CONSIGNES
1. Résumez en deux phrases l'article consacré à Françoise Colin.
2. Dans l'article sur Françoise Colin, reprenez tout le passage allant de « Cette année, l’histoire » jusqu'à « serait Françoise Colin. », en changeant « chantre » en « conteuse ».

EXTRAIT DU DOCUMENT
╭──

Cette année, l’histoire ne repasse pas les plats : la Covid 19 met entre parenthèses ce qui aurait dû être la 90ème édition. Si la Foire de Dijon m’était contée, nul doute que son chantre serait Françoise Colin.
L’éclipse la chagrine. Il n’empêche : à 87 ans, toujours pleine d’allant - elle est à elle seule une vraie leçon de vie pour tous les vieux grincheux de la planète, Françoise se prend déjà à rêver à la résurrection de la foire en 2021. D’autant souligne-t-elle que « nous fêterons alors son centenaire ». Françoise Colin, présidente d’honneur de l’Amicale des cuisiniers, est l’historienne de notre gastronomie régionale. D’ailleurs, elle a raconté le patrimoine culinaire dijonnais pour soutenir la candidature pour la Cité de la gastronomie - on était en 2012. Depuis, elle n’a cessé de nourrir l’art d’une cuisine de terroir et authentique. Et ce, bien avant que ce ne devienne « tendance » !
L'avocate incontournable d'une gastronomie dijonnaise de qualité
Françoise, en esprit toujours positif, envisage que les futurs 100 ans de la Foire - la 1ère édition remonte à 1921 - seront le bel âge pour en redémarrer les activités, en développer la dynamique économique, tout en offrant une nouvelle opportunité pour les Dijonnais, les Bourguignons ainsi que les habitants limitrophes de la région de refaire la fête au Palais des Congrès boulevard de champagne (1). La Foire, on l’a compris, est son enfant chéri, même si une fille et des petits-enfants comblent pleinement par ailleurs sa vie. Elle se plaît d’ailleurs à insister sur « l’aspect populaire et joyeux de cette manifestation, sans jamais tomber dans la vulgarité ». L’année 1973 constitue un tournant important dans sa vie et, par ricochet dans l’existence de la Foire : avec son mari Henri Colin, propriétaire et cuisinier du célèbre Pré aux Clercs à l’époque, elle y tient restaurant. Depuis, elle continuera à participer ou à animer la foultitude de concours qui assurent la promotion des jeunes générations qui se destinent aux fourneaux.

╰──

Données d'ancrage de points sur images
╭──

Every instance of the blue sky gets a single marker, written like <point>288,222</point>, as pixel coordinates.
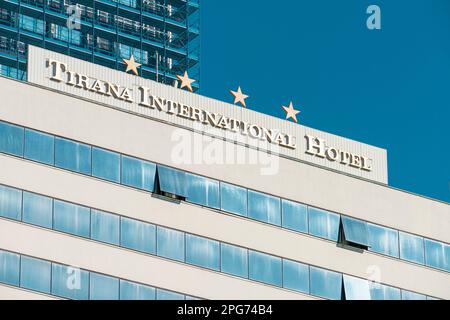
<point>389,87</point>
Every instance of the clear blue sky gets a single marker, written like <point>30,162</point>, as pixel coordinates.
<point>389,88</point>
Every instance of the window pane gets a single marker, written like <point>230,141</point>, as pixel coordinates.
<point>202,252</point>
<point>326,284</point>
<point>35,274</point>
<point>323,224</point>
<point>105,164</point>
<point>72,218</point>
<point>383,240</point>
<point>9,268</point>
<point>411,248</point>
<point>202,191</point>
<point>355,231</point>
<point>295,276</point>
<point>265,268</point>
<point>103,287</point>
<point>39,146</point>
<point>138,235</point>
<point>172,181</point>
<point>138,174</point>
<point>134,291</point>
<point>11,139</point>
<point>37,210</point>
<point>10,203</point>
<point>264,208</point>
<point>104,227</point>
<point>170,244</point>
<point>295,216</point>
<point>69,282</point>
<point>435,254</point>
<point>233,199</point>
<point>72,156</point>
<point>234,260</point>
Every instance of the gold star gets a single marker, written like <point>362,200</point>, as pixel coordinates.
<point>239,97</point>
<point>291,112</point>
<point>132,65</point>
<point>186,81</point>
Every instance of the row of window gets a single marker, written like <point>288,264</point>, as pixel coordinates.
<point>147,176</point>
<point>73,283</point>
<point>184,247</point>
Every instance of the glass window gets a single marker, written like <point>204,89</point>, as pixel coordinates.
<point>326,284</point>
<point>135,291</point>
<point>104,227</point>
<point>264,208</point>
<point>411,248</point>
<point>172,181</point>
<point>72,218</point>
<point>233,199</point>
<point>39,146</point>
<point>170,244</point>
<point>383,240</point>
<point>355,231</point>
<point>11,139</point>
<point>138,235</point>
<point>103,287</point>
<point>72,156</point>
<point>234,260</point>
<point>202,191</point>
<point>435,254</point>
<point>138,174</point>
<point>10,203</point>
<point>9,268</point>
<point>35,274</point>
<point>70,282</point>
<point>295,216</point>
<point>356,289</point>
<point>105,164</point>
<point>323,224</point>
<point>202,252</point>
<point>265,268</point>
<point>37,210</point>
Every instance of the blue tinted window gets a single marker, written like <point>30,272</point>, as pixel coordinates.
<point>10,203</point>
<point>383,240</point>
<point>264,208</point>
<point>202,191</point>
<point>105,164</point>
<point>72,218</point>
<point>411,248</point>
<point>233,199</point>
<point>323,224</point>
<point>9,268</point>
<point>435,254</point>
<point>138,235</point>
<point>69,282</point>
<point>295,216</point>
<point>103,287</point>
<point>104,227</point>
<point>295,276</point>
<point>135,291</point>
<point>11,139</point>
<point>39,146</point>
<point>234,260</point>
<point>326,284</point>
<point>202,252</point>
<point>170,244</point>
<point>37,210</point>
<point>35,274</point>
<point>265,268</point>
<point>138,174</point>
<point>72,156</point>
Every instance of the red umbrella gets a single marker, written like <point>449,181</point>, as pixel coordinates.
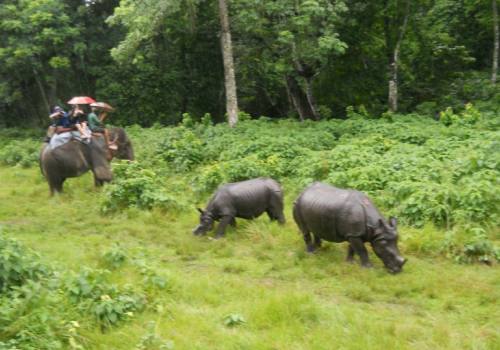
<point>103,106</point>
<point>81,100</point>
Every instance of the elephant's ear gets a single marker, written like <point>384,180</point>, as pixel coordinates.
<point>393,221</point>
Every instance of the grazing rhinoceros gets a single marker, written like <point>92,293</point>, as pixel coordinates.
<point>245,199</point>
<point>339,215</point>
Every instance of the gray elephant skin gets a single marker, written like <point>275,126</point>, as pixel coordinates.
<point>245,199</point>
<point>76,158</point>
<point>337,215</point>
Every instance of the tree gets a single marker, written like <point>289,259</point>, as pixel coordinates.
<point>37,40</point>
<point>395,48</point>
<point>291,39</point>
<point>227,54</point>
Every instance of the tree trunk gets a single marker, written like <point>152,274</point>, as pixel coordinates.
<point>229,76</point>
<point>393,67</point>
<point>310,99</point>
<point>495,47</point>
<point>42,90</point>
<point>299,99</point>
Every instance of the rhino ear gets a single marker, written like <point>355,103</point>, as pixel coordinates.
<point>393,221</point>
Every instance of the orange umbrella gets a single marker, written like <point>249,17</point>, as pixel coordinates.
<point>102,105</point>
<point>81,100</point>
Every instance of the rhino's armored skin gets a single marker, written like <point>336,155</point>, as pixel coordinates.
<point>338,215</point>
<point>245,199</point>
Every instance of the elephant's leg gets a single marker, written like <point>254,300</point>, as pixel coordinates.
<point>56,186</point>
<point>317,241</point>
<point>310,246</point>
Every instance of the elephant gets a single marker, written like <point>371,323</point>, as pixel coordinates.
<point>76,158</point>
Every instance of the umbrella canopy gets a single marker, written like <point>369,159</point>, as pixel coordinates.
<point>81,100</point>
<point>102,105</point>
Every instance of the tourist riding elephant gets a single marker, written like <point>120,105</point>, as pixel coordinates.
<point>76,158</point>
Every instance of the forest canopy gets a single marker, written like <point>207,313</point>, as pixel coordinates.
<point>155,60</point>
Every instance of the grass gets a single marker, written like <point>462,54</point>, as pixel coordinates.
<point>289,299</point>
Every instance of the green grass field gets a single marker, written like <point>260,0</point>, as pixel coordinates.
<point>260,271</point>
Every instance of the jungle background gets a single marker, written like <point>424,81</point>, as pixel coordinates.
<point>155,60</point>
<point>397,99</point>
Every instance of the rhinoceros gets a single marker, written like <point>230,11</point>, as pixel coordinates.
<point>245,199</point>
<point>339,215</point>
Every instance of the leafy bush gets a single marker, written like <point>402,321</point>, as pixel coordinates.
<point>24,153</point>
<point>473,246</point>
<point>94,295</point>
<point>114,258</point>
<point>18,265</point>
<point>469,116</point>
<point>137,187</point>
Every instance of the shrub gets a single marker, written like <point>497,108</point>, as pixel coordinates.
<point>18,265</point>
<point>24,153</point>
<point>93,294</point>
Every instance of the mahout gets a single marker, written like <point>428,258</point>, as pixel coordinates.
<point>324,212</point>
<point>75,158</point>
<point>246,199</point>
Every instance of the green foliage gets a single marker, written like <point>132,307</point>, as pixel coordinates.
<point>469,116</point>
<point>114,257</point>
<point>136,187</point>
<point>152,341</point>
<point>233,320</point>
<point>473,246</point>
<point>421,170</point>
<point>17,152</point>
<point>17,265</point>
<point>94,295</point>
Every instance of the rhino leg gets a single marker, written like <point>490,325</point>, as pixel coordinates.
<point>360,249</point>
<point>310,246</point>
<point>221,229</point>
<point>350,254</point>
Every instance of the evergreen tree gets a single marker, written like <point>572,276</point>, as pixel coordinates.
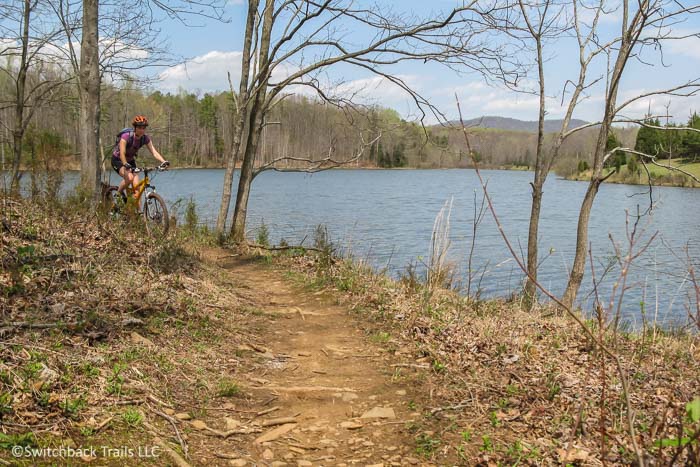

╰──

RÉPONSES DANS L'ORDRE
1. Françoise Colin, 87 ans, présidente d'honneur de l'Amicale des cuisiniers et historienne de la gastronomie régionale, regrette que la Covid 19 ait empêché la 90ème édition de la Foire de Dijon, mais rêve déjà de sa reprise en 2021, année de son centenaire. Depuis 1973, année où elle y a tenu restaurant avec son mari Henri Colin, elle a continué à participer ou à animer les concours qui assurent la promotion des jeunes générations se destinant aux fourneaux.

2.
Cette année, l’histoire ne repasse pas les plats : la Covid 19 met entre parenthèses ce qui aurait dû être la 90ème édition. Si la Foire de Dijon m’était contée, nul doute que son conteuse serait Françoise Colin.